# What to do
(A) Write out the stretch of the forum thread on money habits from "Does he know" through "he does whatever.".
(B) List the member titles shown with the posts in the forum thread on money habits.
(C) Carry on the forum thread about helping a partner build better money habits from the point where it stops.

# Passage shown
Not fighting about money but looking for tips to help him develop better habits?

posted 5 months ago in Finances
Post # 2
Member
7280 posts
Busy Beekeeper

sunworshipbride :  yikes – he’s taking money from the baby fund while you’re pregnant and not telling you?! Honestly I’d cut off his access to the savings accounts until he can get his act together. In the future when he asks “can I go?” turn the question right back around and say “did you budget for it?”. 

Post # 3
Member
842 posts
Busy bee

Yeah, I would set up an actual savings account that he has no access to and each use Venmo to put your $20 baby savings into the account. That way, he can’t be dipping his hand in the jar for cookies, so to speak. 

Thats deceptive behavior, and a bit of a flaw in character. I’d be very unhappy with that situation, especially with a baby on the way. He needs to start taking responsibility for his adult obligations. If he can’t pay rent, he shouldn’t buy drinks. Period.

i hope for your sake that he gets the better job, but let’s be honest— people who are so poor with money management at one salary will do equally poorly at a higher salary; they’ll just spend more. 

Does he know how to budget? He shouldn’t be spending money on anything “fun” until his credit cards are paid down. Ugh. 

Post # 4
Member
2525 posts
Sugar bee

Why would he change when you’re doing everything for him? You’re paying his way for most everything, you give him money when he wastes it on other things, and you don’t hold him accountable.

Yeah, his CV needed to be done, but not by you. All you’re teaching him is if he procrastinates enough, you’ll take care of it. He’s keen to let you worry about the money while he does whatever.  

He has no reason to change, and he doesn’t want to. He’s just placating you and telling you what you want to hear, “I need to do this, I need to do that..” 

I would stop bailing him out. If he askes for money again tell him you’ll sign him up for financial peace university so he can learn money management.

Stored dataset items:
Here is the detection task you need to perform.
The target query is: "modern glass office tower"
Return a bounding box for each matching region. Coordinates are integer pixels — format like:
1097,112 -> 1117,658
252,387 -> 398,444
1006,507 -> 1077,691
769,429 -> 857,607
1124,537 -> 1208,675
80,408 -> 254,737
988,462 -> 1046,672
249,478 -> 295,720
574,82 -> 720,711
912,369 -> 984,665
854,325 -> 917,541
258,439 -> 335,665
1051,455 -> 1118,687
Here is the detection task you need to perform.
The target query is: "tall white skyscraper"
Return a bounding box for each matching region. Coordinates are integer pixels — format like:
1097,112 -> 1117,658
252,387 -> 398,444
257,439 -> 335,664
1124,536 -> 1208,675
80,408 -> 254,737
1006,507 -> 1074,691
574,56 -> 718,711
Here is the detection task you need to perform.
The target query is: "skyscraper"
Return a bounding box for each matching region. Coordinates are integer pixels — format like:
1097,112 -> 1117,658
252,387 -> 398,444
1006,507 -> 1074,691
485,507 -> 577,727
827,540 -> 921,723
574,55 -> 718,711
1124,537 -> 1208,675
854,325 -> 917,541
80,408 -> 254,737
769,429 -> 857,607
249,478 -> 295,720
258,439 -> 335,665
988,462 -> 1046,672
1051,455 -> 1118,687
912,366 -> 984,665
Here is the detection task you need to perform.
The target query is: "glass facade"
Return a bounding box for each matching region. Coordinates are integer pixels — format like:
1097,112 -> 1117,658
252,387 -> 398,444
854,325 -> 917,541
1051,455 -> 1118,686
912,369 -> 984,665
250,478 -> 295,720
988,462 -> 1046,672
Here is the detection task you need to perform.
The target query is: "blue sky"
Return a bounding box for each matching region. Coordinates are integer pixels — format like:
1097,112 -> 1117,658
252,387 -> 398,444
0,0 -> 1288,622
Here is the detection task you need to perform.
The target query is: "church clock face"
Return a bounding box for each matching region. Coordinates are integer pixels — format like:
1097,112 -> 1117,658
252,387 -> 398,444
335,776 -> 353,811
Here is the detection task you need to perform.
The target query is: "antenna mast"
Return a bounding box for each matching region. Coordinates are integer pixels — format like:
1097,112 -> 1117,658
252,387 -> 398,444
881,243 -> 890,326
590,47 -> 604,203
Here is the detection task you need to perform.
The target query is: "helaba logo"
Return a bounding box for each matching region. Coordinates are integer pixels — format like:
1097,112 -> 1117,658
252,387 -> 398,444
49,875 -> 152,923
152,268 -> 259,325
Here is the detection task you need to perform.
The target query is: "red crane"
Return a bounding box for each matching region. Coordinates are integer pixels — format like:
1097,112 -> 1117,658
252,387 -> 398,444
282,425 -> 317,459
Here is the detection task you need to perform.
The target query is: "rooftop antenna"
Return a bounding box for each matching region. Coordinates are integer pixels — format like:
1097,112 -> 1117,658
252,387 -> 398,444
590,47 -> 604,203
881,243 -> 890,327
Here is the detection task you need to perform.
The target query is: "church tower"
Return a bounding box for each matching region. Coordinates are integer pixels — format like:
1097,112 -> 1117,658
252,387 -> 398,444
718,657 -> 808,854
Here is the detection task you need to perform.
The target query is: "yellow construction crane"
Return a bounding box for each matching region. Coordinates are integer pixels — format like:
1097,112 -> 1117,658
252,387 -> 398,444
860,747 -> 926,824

# Exercise answers
(A)
Does he know how to budget? He shouldn’t be spending money on anything “fun” until his credit cards are paid down. Ugh. 

Post # 4
Member
2525 posts
Sugar bee

Why would he change when you’re doing everything for him? You’re paying his way for most everything, you give him money when he wastes it on other things, and you don’t hold him accountable.

Yeah, his CV needed to be done, but not by you. All you’re teaching him is if he procrastinates enough, you’ll take care of it. He’s keen to let you worry about the money while he does whatever.

(B) Busy Beekeeper, Busy bee, Sugar bee

(C)
Post # 5
Member
458 posts
Helper bee

I had a similar issue with my fiance a year ago with this! He has cleaned up his act and paid $4000 into his student line debt in two months so im super proud.  What i did first was with him i made a list of all his essential bills like rent, car payments, insurance, phone bills, gas, food…

Then i added that up and added up his monthly income.  Once that was done, I looked at how much he’d have left over at the end of the month after he pays his bills and then i took 75% of that and suggested he put it towards his debt.  So that leaves him with 25% to spend on whatever he wants.  It took a couple months for him to get used to is, but now he is doing great and plans to start putting that 75% towards a savings account once his debt is paid off!

Post # 7
Member
2561 posts
Sugar bee
  • Wedding: September 2018

He absolutely needs to get this under control before you have the baby. You currently already have a baby (your husband) and are pregnant. I would put your foot down, you shouldn’t be the only person saving for your future while he goes out to bars and blows money.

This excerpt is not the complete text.